>> BEGIN Text excerpt

During July-August 2004, three superb motion picture composers died. That prompted my piece about the trio in my Kansas City Kansan column, Crum on Film, first published on August 25 that summer. It is reposted here.
By Steve Crum
Imagine movie legends Clark Gable, Katharine Hepburn, and Humphrey Bogart dying with the same month. (They actually passed away years apart.) Essentially that sad coincidence has occurred in the world of movie music. Three superstar film composers have died within the last few weeks: Elmer Bernstein (Aug. 18), Jerry Goldsmith (July 21), and David Raksin (Aug. 9).
ELMER BERNSTEIN
To the general public Elmer Bernstein will forever be known through his theme for 1960’s The Magnificent Seven, which during the years preceding 1971 was also the Marlboro Cigarettes theme in commercials.

>> END Text excerpt

Task goal> Say whether each of these statements agrees with the column on the three film composers, answering yes or no and quoting the words from the column that decide it. 1. The column was first published on August 25. 2. Clark Gable, Katharine Hepburn, and Humphrey Bogart died in the same month. 3. Jerry Goldsmith died before David Raksin.

>> BEGIN Data

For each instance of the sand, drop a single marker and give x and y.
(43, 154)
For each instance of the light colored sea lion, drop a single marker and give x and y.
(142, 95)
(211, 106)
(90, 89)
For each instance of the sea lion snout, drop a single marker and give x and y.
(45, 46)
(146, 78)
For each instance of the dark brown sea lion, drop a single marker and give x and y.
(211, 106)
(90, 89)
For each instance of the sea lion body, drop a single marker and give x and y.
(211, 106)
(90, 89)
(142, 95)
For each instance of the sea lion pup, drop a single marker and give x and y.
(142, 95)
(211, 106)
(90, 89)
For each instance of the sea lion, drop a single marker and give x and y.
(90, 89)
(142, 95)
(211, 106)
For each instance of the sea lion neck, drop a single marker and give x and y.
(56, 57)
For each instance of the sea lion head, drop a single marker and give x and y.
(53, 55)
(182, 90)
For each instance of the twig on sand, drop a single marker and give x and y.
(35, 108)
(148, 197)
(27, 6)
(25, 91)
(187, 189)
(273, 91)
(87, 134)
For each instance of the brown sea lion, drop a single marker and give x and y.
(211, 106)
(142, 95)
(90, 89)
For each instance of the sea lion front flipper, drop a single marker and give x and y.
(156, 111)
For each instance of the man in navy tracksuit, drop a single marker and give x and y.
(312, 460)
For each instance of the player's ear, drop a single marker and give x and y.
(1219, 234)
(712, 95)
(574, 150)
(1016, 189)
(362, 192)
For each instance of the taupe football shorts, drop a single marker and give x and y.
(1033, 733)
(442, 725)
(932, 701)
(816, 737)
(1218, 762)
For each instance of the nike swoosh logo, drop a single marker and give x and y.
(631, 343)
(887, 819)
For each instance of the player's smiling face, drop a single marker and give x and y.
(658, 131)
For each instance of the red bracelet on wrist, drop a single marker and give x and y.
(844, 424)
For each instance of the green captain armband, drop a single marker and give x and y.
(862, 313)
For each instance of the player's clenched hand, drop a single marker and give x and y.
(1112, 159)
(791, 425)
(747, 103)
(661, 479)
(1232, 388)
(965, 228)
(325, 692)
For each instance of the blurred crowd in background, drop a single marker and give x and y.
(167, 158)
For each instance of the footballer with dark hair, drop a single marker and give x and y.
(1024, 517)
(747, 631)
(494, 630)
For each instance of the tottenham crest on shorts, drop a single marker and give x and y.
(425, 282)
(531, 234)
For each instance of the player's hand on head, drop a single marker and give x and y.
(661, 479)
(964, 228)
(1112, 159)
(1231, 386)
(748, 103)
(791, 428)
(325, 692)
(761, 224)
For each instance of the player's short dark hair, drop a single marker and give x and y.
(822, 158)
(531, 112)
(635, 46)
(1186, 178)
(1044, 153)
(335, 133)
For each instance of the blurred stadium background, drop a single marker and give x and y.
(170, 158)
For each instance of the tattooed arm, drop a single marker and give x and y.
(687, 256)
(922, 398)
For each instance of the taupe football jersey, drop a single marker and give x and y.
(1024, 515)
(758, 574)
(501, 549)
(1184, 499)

>> END Data

The response>
1. Yes: "first published on August 25 that summer"
2. No: "They actually passed away years apart."
3. Yes: "Jerry Goldsmith (July 21), and David Raksin (Aug. 9)"